On October 21, 2022, the IRS released its annual notice, Notice 2022-55, setting forth the various dollar limitations for contributions and benefits under qualified retirement plans, including 401(k) plans. The new limits will go into effect as of January 1, 2023. Under the Internal Revenue Code, these limits are subject to annual adjustment to reflect increases in the most recent cost-of-living index. Most years, certain limits are increased while other limits may remain unchanged. Notably, for 2023, none of the limits that are subject to cost-of-living increases remain unchanged.

OBSERVATION: For 2023, because inflation is at near-record levels, there are more – and significantly greater — changes for 401(k) plans than there were last year (see IRS Releases 2022 Adjusted Dollar Limitations for 401(k) Plans for our November 2021 blog announcing last year’s dollar limit increases).

401(k) Adjusted Limits for 2023.

The most frequently encountered dollar limits for 401(k) plans, that will increase in 2023 from the parallel dollar limits that are in effect for 2022, are as follows:

  • Elective Deferrals. The dollar limit for employee 401(k) elective deferral contributions is increased from $20,500 in 2022 to $22,500 in 2023.

----

→ WHAT YOU HAVE TO DO: Print the portion of the article on 2023 retirement plan limits that opens with the words containing "OBSERVATION: For 2023, because" and closes with "dollar limit increases).". The data that comes next has no connection to the text above.

→ EXCERPTED RECORDS:
----

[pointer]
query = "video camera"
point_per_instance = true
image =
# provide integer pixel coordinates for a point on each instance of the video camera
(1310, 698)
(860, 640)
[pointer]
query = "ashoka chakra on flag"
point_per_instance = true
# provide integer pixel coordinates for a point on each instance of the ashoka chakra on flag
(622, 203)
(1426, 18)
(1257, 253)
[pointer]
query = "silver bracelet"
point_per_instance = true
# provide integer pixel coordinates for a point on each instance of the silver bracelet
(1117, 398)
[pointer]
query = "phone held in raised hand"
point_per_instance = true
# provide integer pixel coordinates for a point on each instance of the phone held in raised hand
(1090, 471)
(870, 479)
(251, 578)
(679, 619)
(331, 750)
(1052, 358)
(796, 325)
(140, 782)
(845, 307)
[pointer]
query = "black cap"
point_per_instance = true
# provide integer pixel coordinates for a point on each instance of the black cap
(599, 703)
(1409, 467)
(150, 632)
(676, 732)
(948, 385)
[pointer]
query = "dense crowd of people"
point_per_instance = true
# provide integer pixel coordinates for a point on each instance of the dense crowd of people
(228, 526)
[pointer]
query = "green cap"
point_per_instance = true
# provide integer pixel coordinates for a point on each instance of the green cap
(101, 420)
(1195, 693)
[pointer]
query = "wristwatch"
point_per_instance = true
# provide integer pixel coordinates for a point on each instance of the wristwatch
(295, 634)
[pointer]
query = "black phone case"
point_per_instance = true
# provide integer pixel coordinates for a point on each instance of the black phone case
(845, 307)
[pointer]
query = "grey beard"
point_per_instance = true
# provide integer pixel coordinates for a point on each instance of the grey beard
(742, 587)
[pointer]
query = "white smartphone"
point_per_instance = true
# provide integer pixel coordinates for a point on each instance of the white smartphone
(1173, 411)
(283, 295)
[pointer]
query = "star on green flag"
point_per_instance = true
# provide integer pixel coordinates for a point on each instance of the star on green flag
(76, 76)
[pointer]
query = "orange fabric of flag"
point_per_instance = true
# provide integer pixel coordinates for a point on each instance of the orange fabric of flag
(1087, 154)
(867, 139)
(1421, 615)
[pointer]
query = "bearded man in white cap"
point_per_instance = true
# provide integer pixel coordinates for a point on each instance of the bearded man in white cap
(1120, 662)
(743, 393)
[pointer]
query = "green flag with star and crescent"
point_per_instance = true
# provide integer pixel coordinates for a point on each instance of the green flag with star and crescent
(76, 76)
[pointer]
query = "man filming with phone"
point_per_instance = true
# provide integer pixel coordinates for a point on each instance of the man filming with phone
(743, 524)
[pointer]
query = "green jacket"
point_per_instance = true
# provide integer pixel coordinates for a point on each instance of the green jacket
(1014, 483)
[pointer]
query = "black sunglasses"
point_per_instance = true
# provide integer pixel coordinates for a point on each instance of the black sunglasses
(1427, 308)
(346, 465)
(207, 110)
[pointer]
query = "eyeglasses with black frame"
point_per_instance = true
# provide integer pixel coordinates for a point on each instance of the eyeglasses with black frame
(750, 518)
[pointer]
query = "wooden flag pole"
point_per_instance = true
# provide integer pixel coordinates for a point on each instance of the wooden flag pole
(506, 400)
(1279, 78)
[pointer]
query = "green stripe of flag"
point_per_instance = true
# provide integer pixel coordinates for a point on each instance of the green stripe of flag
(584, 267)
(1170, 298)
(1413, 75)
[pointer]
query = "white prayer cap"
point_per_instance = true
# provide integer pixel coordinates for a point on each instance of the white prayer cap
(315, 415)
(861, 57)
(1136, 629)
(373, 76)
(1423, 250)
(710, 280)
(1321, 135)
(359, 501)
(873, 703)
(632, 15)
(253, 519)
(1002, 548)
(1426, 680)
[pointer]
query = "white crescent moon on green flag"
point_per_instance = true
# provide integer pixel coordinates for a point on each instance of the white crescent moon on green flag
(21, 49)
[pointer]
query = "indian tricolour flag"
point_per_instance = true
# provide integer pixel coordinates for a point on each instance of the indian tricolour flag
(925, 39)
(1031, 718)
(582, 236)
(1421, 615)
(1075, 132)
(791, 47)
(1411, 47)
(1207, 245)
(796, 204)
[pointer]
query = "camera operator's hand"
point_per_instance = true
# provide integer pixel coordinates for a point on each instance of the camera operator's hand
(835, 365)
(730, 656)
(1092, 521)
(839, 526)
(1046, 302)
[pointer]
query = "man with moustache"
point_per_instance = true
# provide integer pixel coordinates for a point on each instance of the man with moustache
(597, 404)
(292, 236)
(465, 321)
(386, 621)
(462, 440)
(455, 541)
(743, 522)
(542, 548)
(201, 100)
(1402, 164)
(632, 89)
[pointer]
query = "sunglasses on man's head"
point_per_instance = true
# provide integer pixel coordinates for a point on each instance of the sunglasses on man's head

----

→ TASK ANSWER:
OBSERVATION: For 2023, because inflation is at near-record levels, there are more – and significantly greater — changes for 401(k) plans than there were last year (see IRS Releases 2022 Adjusted Dollar Limitations for 401(k) Plans for our November 2021 blog announcing last year’s dollar limit increases).